Exercises »
1/ According to the passage on helping Naomi and Emma with their emotions, what is their new diagnosis?
2/ Pick up the passage on helping Naomi and Emma with their emotions after its final sentence, and carry it forward.

How do I help Naomi and Emma process all the emotions that come up in their young, innocent hearts at times like this? Should I encourage them to talk about their feelings more? I don't want to put words in their mouth or fear in their hearts if it isn't there. I don't want to suggest, "Does that make you feel sad?" if they really are doing OK. I'm just not sure how they're doing with all of this. They are both so mature and so strong, but I also want to give them permission to feel sad or weak. They are so quiet that I feel like I would have draw it out of them with leading questions, but I am afraid that the leading questions themselves would create fears or sadness that might not be there.

Some days this is really hard. I want to let them forget it all. I want them to be happy, normal kids as much as is possible, but then we get blindsided by TV shows about stars, or by random, clueless strangers asking them what they want to be when they grow up, and I know I need to prepare them for that. I'm still groping to find the right balance between helping them deal with their disabilities and helping them be as normal as they can be.

Some days I still can't handle my own emotions well. I belong to several groups on Facebook: two for the diagnosis that Naomi and Emma previously had (ARPKD/CHF, because after 5 years with that diagnosis those people are still family to me and we can still help each other out), two for their new diagnosis of Bardet-Biedl Syndrome, and one that is a group of moms from the college I went to. Every day I listen to and talk with moms in the first four groups who are fighting for their children's lives: fighting against doctors who want them to terminate pregnancies, fighting doctors who don't want to treat their babies after they are born, fighting to understand diseases they had never heard of, fighting with insurance companies to get therapies and assistive devices covered. Every day these moms are asking some of life's toughest questions, crying together, falling apart and getting back up.

Referring-expression data »
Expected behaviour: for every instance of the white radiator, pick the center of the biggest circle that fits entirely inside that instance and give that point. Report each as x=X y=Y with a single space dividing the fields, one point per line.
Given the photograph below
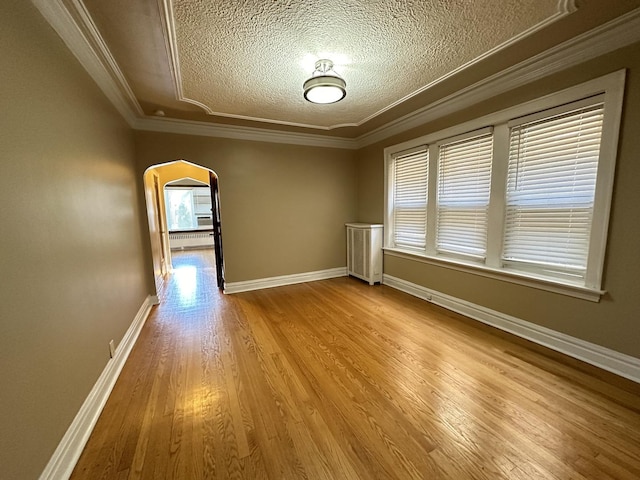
x=182 y=240
x=364 y=251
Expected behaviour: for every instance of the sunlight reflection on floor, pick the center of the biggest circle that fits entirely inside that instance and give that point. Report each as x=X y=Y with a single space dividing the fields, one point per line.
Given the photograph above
x=186 y=279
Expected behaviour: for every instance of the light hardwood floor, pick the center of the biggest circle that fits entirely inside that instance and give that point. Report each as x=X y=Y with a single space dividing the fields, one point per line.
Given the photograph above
x=339 y=380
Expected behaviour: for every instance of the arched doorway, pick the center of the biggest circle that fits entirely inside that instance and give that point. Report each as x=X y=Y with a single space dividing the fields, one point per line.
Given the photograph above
x=156 y=178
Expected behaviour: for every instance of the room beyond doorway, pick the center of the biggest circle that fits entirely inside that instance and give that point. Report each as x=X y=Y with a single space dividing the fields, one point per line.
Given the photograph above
x=183 y=222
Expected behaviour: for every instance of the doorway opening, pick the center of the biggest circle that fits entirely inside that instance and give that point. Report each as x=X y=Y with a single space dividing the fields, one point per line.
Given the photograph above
x=183 y=211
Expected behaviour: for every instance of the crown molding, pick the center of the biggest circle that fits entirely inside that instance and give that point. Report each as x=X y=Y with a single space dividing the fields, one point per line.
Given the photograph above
x=205 y=129
x=618 y=33
x=89 y=48
x=564 y=8
x=80 y=40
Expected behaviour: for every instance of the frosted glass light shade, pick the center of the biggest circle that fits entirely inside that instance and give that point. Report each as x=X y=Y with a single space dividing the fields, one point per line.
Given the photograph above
x=324 y=86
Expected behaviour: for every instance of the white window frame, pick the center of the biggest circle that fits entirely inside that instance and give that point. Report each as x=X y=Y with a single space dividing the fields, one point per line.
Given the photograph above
x=612 y=88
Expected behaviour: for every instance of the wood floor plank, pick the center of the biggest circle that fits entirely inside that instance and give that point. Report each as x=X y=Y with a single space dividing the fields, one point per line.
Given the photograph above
x=340 y=380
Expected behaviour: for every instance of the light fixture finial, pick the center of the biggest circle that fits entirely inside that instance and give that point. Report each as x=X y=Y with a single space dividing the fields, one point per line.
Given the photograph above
x=324 y=85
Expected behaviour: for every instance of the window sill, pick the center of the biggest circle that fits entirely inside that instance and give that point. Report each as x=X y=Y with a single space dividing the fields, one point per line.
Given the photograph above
x=528 y=280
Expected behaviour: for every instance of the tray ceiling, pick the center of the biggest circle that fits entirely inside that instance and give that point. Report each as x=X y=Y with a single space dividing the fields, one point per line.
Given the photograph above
x=244 y=62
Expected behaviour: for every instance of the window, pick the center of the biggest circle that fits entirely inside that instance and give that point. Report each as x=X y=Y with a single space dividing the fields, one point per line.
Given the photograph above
x=523 y=195
x=188 y=208
x=551 y=182
x=410 y=181
x=464 y=184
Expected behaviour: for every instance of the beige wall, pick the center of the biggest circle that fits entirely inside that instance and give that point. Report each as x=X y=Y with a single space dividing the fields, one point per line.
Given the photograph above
x=71 y=250
x=615 y=321
x=283 y=207
x=178 y=170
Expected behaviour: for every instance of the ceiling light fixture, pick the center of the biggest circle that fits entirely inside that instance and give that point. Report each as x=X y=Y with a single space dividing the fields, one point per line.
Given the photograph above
x=324 y=85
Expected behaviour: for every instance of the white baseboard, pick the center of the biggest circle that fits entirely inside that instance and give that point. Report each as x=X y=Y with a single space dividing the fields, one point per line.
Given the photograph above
x=605 y=358
x=237 y=287
x=70 y=447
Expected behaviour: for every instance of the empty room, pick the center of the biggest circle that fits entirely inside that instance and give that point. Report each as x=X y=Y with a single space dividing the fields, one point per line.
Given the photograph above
x=320 y=239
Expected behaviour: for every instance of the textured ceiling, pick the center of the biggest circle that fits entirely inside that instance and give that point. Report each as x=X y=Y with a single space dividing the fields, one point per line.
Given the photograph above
x=250 y=58
x=243 y=62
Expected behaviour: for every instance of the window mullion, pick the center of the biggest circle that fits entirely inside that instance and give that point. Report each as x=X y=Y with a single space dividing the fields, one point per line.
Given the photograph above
x=432 y=203
x=495 y=215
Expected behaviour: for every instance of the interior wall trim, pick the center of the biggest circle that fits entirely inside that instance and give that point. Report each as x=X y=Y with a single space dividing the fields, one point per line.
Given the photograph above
x=259 y=284
x=74 y=440
x=205 y=129
x=618 y=33
x=619 y=363
x=86 y=44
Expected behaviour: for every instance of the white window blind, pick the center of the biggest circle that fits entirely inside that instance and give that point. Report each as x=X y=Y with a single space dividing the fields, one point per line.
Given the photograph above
x=551 y=181
x=464 y=187
x=410 y=180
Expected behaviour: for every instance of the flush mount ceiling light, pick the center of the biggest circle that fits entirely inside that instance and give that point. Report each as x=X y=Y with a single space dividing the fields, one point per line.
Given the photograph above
x=324 y=85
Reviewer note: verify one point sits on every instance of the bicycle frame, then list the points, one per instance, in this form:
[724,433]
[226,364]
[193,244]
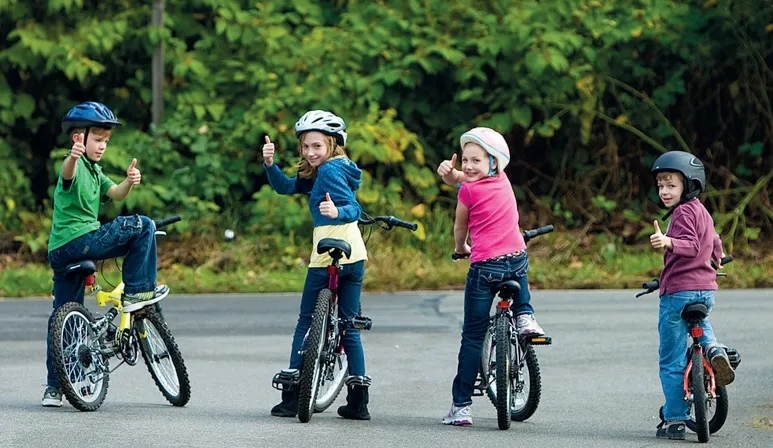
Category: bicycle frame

Exercise responses »
1/ Bardet-Biedl Syndrome

2/
In that same newsfeed every day the moms in the group from the college I went to are asking about how they can be sure they're getting the best baby carrier for their money, or find just the perfect preschool, or the perfect babysitter, or teach their child to read when they are three. And I want to strangle them all through the screen. I know that's not the right attitude. I know they're not doing anything wrong. These are normal questions, normal concerns for normal moms and healthy kids. But sometimes I wish I could give them some perspective.

"Hey you mamas out there, your kids are most likely going to be OK. They're going to grow up and be mostly healthy and probably live independently and get married and have their own healthy kids. And they're going to do all of that no matter which baby carrier you choose, or which preschool, or how early they read. So just… chill out, and be thankful."

But I haven't posted that yet, because it would lead to a lot of awkward silence. They wouldn't have a clue that I just had that heartbreaking dinner conversation where two of my kids remembered that they'd rather not grow up. The mamas on the internet wouldn't understand. So I keep those emotions in me, where they do less damage.

Sometimes I feel like I've connected with other people who really do understand and have a good perspective on the challenges we face. Yesterday I came across an article about a 13 year-old boy with retinal degeneration who just had a beautifully bright attitude about life, and I found it inspiring, until I came to the part where the mother explained that she came to terms with her son's diagnosis of retinal degeneration when she realized that it wouldn't kill him.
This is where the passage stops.